CONSIGNA: ¿Puedes transcribir, sin cambiar nada, el pasaje del fragmento sobre el cine que comienza con "No hay ninguna" y continúa hasta "de las plantas."?

Ahora bien, si las mujeres están siempre dispuestas a dejarse desnudar cuál es aquella que consentiría rodar moralmente desnuda. Todas esas mujeres posaban.
Todas se habían puesto sus vestidos más bonitos para venir a verme, aquella se había estirado los cabellos, aquella se ocultaba las orejas, todas llevaban la boca convencionalmente en corazón (las mujeres en Italia empleaban por lo general un colorete pésimo y un número y medio demasiado grueso); pero yo no registraba sus encantos, sus seducciones, sus adornos, sus pretensiones –como objetivo yo tenía el de descubrir su personalidad.
“¡Luces! ¡Se rueda! ¡Muéstreme su labio leporino, señorita, y usted pie equinovaro, cojee!”
No hay ninguna razón para que uno no desenrede desde hoy en la pantalla la compleja madeja de un personaje humano como uno torna a acelerar la germinación, el crecimiento, la plenitud, la floración y la muerte de las plantas.
El objetivo está listo a almacenar la configuración, la constitución, la constelación más íntima de las células.
Con una iluminación lateral a la millonésima, llegaría incluso a sorprender la saturación de la micela como el teleobjetivo ha llevado ya a nuestra puerta el drama de las manchas solares.
¿Por qué no asiría la vida cerebral al natural, las reacciones químicas del cerebro, el baño de plata de la asociación de imágenes, la sub o sobre exposición de una idea forzada y las maravillas del flujo del subconsciente, el revelador?
Son las muchachitas, las deportistas, las mujeres de mundo, las profesionales, las estrellas, quienes han matado al cine. Las costureras, las peluqueras, los pintores. Los comanditarios, los guionistas, los esnobs. Todos aquellos que quieren algo sorprendente o sensacional o que quieren ver alguna cosa y conseguirla por su dinero.
Cada cuánto una humilde sirvienta que lava la vajilla sin pensar en nada es más fotogénica, a condición de que se deje sorprender a sus espaldas por el objetivo, que todas las penosas transformaciones de una Mary Pickford que no llega a olvidarse a pesar de los cincuenta mil voltios que la ciegan.
Yo cambiaría a todas las vedettes del mundo por un animal en la pantalla, pues no es el individuo el que vemos con nuestros ojos, sino la raza con toda su ingenuidad y clase.
No es la ropa, ni las joyas, ni la corona histórica de la reina lo que hay que filmar, sino sus endometrios o la úlcera que roe su alma o su languidez insatisfecha o su ansia de satisfacciones o esa insoportable espera que constituye nueve de cada diez veces la vida de las mujeres.
La grandeza del cine está en sus sorpresas, su gracia, en su correspondencia entre lo irreflexivo, lo inerte, lo indescifrable, lo informe (los pintores no tienen aún ninguna idea de esto) y los aspectos más conocidos (los pintores dirían que los más plásticos) de la existencia.
Todo está a otra escala, y en otro plano. La mirada es un vegetal, el corazón es un animal y el rostro humano se clasifica entre los minerales.

[Registros almacenados]

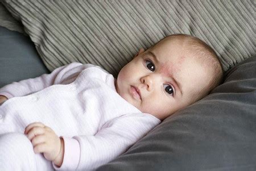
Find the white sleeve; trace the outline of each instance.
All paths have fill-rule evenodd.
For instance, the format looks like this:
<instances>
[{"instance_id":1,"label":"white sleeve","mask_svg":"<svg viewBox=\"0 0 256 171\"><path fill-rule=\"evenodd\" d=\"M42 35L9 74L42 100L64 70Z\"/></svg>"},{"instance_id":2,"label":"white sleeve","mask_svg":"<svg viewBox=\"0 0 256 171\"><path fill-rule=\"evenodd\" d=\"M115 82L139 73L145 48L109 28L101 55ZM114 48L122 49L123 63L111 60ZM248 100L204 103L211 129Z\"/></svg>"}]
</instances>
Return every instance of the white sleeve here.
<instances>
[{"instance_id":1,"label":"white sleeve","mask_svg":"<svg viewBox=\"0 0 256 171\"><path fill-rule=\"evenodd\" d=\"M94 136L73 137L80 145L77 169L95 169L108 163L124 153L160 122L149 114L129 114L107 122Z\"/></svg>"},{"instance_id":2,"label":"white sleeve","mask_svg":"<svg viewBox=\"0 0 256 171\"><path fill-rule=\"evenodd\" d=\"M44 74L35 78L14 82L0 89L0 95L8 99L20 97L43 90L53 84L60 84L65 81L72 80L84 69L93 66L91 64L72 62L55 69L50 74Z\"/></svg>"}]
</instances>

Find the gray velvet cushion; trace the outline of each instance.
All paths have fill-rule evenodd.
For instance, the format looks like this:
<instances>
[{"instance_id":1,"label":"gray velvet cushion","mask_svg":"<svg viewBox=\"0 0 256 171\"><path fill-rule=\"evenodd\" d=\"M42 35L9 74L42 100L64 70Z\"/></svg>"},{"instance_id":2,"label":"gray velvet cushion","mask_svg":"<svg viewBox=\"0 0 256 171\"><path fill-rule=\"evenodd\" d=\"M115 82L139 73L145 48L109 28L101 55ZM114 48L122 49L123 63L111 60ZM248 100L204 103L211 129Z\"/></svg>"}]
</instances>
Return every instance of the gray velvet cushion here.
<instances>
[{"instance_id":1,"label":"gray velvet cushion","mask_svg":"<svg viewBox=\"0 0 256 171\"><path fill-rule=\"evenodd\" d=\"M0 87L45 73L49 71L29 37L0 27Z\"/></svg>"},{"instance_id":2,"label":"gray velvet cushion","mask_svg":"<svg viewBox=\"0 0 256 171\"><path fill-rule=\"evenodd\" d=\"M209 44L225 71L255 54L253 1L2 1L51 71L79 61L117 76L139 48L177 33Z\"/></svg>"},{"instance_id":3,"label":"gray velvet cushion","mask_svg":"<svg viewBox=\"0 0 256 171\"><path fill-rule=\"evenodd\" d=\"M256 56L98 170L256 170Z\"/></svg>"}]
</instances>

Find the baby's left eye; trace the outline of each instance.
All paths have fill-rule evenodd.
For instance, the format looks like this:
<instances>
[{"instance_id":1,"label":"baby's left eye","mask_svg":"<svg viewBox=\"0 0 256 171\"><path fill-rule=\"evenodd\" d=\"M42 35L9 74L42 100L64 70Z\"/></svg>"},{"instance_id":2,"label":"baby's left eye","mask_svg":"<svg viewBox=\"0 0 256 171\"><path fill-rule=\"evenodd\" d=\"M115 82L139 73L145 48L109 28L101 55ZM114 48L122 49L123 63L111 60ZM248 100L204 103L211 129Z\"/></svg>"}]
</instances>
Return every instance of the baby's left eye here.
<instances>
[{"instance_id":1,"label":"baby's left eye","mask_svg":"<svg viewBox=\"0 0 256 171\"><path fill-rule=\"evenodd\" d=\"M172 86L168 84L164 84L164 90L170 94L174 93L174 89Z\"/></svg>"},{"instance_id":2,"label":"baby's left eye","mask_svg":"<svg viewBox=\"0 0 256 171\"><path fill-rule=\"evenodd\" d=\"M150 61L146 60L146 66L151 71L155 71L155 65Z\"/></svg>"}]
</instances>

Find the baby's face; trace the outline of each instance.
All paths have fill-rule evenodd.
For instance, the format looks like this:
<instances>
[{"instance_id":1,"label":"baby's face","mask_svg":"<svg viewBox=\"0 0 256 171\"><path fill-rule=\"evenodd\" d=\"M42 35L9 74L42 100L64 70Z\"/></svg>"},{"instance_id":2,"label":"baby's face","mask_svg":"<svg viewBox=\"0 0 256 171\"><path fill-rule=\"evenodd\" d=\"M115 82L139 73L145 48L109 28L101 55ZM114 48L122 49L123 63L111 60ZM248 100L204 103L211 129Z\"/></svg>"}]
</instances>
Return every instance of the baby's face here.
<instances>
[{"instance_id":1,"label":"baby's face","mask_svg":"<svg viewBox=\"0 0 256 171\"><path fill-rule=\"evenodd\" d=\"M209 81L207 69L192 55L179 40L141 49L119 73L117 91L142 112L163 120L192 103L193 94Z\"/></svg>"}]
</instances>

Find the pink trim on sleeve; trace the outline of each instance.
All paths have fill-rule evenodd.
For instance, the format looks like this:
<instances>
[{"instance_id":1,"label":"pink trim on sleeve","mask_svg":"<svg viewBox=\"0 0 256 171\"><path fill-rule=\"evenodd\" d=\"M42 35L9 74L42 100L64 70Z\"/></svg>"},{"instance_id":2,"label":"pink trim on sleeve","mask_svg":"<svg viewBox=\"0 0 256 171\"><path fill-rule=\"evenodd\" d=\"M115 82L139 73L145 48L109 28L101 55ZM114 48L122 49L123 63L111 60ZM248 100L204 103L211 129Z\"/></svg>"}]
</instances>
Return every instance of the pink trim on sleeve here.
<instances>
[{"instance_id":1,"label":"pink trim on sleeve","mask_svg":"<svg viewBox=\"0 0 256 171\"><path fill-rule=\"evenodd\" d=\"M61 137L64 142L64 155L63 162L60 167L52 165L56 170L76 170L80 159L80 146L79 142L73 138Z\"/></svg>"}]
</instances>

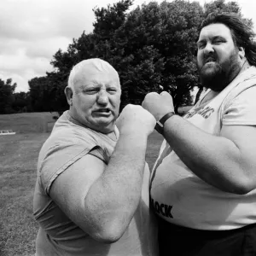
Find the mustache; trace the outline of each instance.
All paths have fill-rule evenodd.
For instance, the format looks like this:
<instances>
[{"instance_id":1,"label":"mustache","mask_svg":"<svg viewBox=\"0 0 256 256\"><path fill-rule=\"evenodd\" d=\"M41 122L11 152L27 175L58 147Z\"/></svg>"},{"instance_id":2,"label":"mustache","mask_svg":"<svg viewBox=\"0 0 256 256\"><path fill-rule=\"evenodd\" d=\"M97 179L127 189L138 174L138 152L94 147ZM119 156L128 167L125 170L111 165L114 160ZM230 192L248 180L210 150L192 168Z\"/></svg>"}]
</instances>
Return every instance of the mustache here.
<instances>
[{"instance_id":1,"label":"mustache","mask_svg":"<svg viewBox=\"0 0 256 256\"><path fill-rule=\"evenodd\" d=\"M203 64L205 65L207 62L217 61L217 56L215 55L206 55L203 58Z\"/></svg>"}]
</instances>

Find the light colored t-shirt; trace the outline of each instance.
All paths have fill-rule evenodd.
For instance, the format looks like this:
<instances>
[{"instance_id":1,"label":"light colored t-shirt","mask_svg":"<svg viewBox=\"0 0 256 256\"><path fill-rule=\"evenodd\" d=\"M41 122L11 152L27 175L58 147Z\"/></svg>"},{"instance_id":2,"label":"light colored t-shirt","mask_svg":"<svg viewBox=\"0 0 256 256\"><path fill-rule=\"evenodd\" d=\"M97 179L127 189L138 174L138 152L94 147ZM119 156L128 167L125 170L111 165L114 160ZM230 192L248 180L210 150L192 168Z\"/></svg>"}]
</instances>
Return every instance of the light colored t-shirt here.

ESPACIO DE RESPUESTA:
No hay ninguna razón para que uno no desenrede desde hoy en la pantalla la compleja madeja de un personaje humano como uno torna a acelerar la germinación, el crecimiento, la plenitud, la floración y la muerte de las plantas.